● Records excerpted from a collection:
-- -- --

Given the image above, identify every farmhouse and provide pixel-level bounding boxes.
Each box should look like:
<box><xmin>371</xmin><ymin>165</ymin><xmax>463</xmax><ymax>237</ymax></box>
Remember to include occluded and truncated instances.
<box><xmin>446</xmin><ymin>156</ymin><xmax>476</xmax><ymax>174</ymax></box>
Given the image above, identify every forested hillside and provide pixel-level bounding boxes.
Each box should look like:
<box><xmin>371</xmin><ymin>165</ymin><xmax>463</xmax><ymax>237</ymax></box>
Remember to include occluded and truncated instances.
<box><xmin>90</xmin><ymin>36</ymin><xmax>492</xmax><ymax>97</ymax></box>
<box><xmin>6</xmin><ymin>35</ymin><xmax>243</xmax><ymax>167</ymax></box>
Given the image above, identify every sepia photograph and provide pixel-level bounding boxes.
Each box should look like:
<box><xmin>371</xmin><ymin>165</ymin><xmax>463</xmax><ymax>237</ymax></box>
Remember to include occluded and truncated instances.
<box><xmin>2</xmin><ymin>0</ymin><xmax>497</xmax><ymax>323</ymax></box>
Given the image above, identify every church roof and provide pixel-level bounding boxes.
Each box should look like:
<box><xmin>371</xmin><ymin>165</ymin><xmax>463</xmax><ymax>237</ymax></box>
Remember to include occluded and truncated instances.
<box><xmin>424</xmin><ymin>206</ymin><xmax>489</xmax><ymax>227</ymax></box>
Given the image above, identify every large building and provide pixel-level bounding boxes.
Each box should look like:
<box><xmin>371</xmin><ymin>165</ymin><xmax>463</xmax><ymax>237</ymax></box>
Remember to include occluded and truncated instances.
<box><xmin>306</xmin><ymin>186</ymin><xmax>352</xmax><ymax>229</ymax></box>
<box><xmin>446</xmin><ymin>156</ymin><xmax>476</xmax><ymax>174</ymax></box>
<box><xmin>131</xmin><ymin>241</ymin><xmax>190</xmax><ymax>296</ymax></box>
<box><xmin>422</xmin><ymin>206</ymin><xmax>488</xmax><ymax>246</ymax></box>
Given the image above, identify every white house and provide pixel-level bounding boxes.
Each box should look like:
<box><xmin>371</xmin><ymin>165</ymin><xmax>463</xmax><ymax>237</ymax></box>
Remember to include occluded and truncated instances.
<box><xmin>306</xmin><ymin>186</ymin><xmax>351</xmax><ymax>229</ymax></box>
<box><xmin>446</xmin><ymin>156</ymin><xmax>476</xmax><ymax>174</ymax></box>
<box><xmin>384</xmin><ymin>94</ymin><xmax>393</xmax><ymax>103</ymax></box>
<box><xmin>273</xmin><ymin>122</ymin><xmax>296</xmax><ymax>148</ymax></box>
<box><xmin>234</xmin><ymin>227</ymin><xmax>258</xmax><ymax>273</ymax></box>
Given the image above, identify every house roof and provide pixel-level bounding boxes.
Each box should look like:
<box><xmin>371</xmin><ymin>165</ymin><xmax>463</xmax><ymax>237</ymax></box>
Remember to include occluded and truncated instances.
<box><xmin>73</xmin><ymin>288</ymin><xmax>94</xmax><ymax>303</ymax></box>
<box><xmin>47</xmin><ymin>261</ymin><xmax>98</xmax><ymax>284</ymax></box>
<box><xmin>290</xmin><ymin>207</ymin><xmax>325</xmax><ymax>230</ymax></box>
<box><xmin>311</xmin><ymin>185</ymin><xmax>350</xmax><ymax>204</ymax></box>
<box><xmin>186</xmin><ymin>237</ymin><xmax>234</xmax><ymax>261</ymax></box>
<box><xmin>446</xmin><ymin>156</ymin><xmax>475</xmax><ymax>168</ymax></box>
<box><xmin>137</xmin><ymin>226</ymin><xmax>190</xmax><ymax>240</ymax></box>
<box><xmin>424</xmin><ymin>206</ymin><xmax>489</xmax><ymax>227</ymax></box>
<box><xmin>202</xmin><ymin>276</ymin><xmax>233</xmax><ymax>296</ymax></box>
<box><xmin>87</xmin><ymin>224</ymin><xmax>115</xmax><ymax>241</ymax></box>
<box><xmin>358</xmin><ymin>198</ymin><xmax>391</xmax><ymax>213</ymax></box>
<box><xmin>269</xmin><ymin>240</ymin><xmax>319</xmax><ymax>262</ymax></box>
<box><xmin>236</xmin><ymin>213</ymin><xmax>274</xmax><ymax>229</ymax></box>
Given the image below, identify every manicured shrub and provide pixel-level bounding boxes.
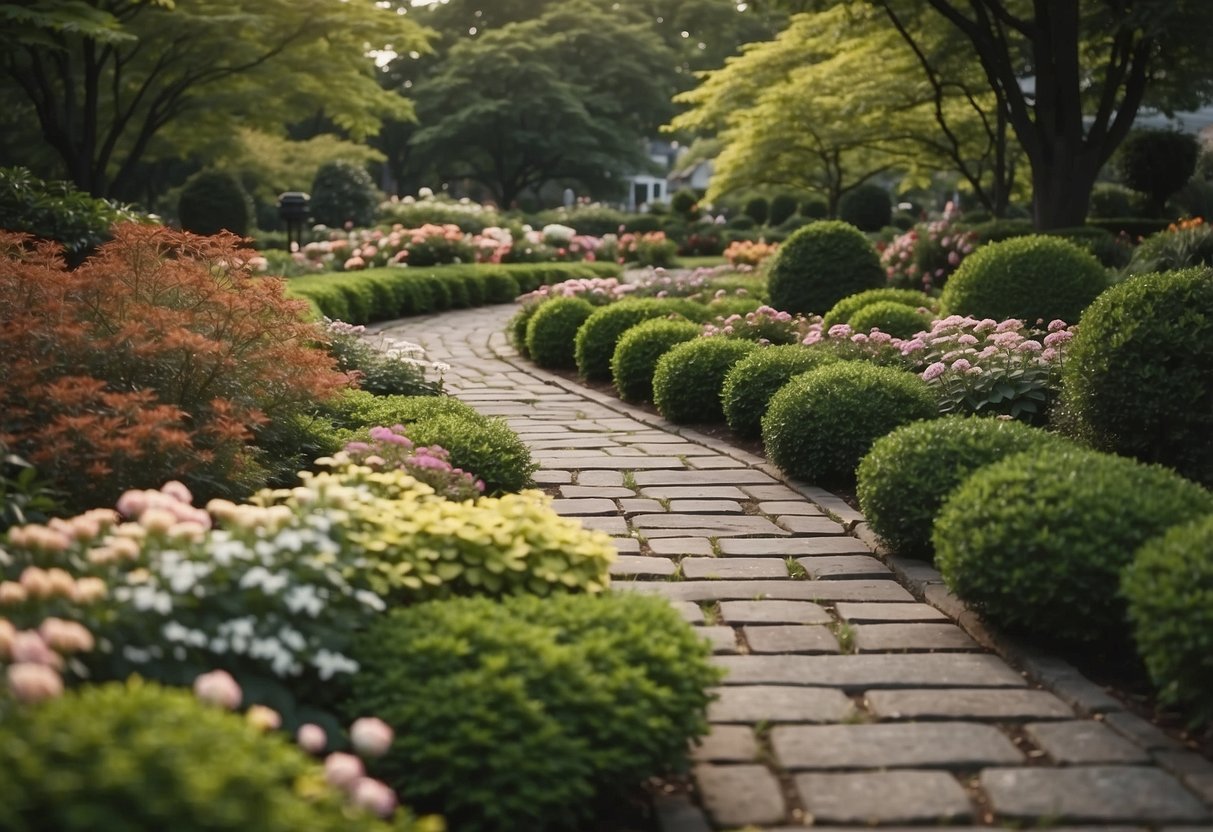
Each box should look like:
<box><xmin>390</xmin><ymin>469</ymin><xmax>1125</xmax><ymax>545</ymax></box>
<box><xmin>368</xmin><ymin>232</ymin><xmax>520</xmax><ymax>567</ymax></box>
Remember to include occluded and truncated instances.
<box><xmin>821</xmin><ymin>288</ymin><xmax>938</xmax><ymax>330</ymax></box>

-- -- --

● WORK INSTRUCTION: Which lines in the records above contain the string "image"? Copy each one.

● FINISHED EXERCISE:
Given the image above, identify every farmhouse and provide pixel-level bounding boxes.
Given the image above, identify every forested hillside and provide pixel-level bounding boxes.
Given the image above, identify every sepia photograph and provide pixel-level bounding boxes.
Given the image above, identify every church roof and provide pixel-level bounding boxes.
Given the image above, identify every large building and provide pixel-level bounding boxes.
Given the image above, identify every white house and provide pixel-level bounding boxes.
Given the image above, identify every house roof and provide pixel-level bounding boxes.
Given the image below, identify every manicured shrub and provide pixel-level bounding boxes.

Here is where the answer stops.